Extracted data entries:
--*--

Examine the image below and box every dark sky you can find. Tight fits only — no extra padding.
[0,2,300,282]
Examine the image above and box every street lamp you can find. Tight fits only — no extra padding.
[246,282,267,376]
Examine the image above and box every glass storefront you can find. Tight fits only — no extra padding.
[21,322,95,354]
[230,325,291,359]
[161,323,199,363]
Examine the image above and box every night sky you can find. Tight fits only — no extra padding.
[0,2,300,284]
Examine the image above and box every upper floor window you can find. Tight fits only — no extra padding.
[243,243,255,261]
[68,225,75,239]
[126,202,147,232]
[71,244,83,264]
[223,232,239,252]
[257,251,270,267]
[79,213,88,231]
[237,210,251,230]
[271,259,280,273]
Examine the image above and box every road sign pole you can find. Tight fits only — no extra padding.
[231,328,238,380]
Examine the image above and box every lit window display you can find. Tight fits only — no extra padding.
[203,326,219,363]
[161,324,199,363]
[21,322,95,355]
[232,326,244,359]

--*--

Exercise objective:
Copy the entries from the first line through the line containing "[231,328,238,380]", both included, with every request kept. Multiply each bounding-box coordinate in the answers by 0.65 and round it to a whole number, rounding halves up.

Complete response:
Examine the image below and box every dark sky you can find. Tight fits only — no extra padding.
[0,1,195,183]
Examine the image above and box every street lamp you can find. Tight fits only — no extra padding.
[160,183,174,244]
Examine the image above and box every glass storefront you can find. Tight fits only — no extra padding.
[14,209,62,230]
[150,211,189,233]
[105,210,129,236]
Examine the image above and box every night sky you can find. Tight fits only — no extra padding.
[0,1,195,185]
Examine the image above and box every upper floor window you can find. Tight fits only — no extra padding.
[158,158,166,170]
[44,146,49,155]
[82,131,96,151]
[46,159,54,172]
[145,151,155,164]
[167,163,176,174]
[51,138,57,150]
[154,137,163,150]
[176,168,182,177]
Examine the image above and box every road sign pole you can find. Tight fits only — no extra padding.
[150,213,155,247]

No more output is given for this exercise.